**What is needed**
Return exactly, and only, the lines from the line containing "Need: indicate the tree" through the final line of the records below, both included.

**Natural language region descriptions**
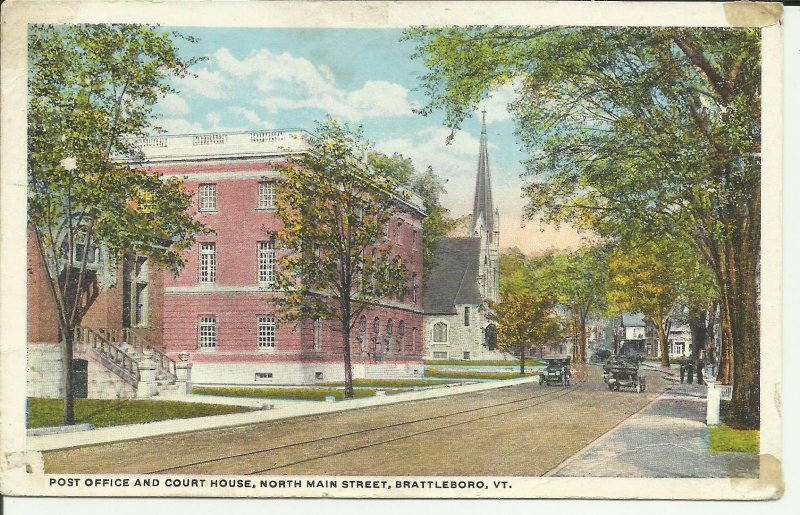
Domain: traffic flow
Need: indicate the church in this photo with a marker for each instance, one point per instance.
(465, 278)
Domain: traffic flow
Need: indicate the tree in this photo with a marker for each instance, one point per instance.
(335, 201)
(437, 222)
(429, 186)
(525, 321)
(91, 90)
(642, 280)
(638, 127)
(578, 281)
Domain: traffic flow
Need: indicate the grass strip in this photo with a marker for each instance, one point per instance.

**Response to this exercise**
Need: indicate the tree in this photo with a marker for each instance, one point per instance.
(335, 201)
(437, 222)
(429, 186)
(525, 321)
(91, 90)
(642, 280)
(638, 127)
(578, 281)
Domain: traffic flow
Need: indicate the grass strip in this photo with a marker for each instance, one point per instance.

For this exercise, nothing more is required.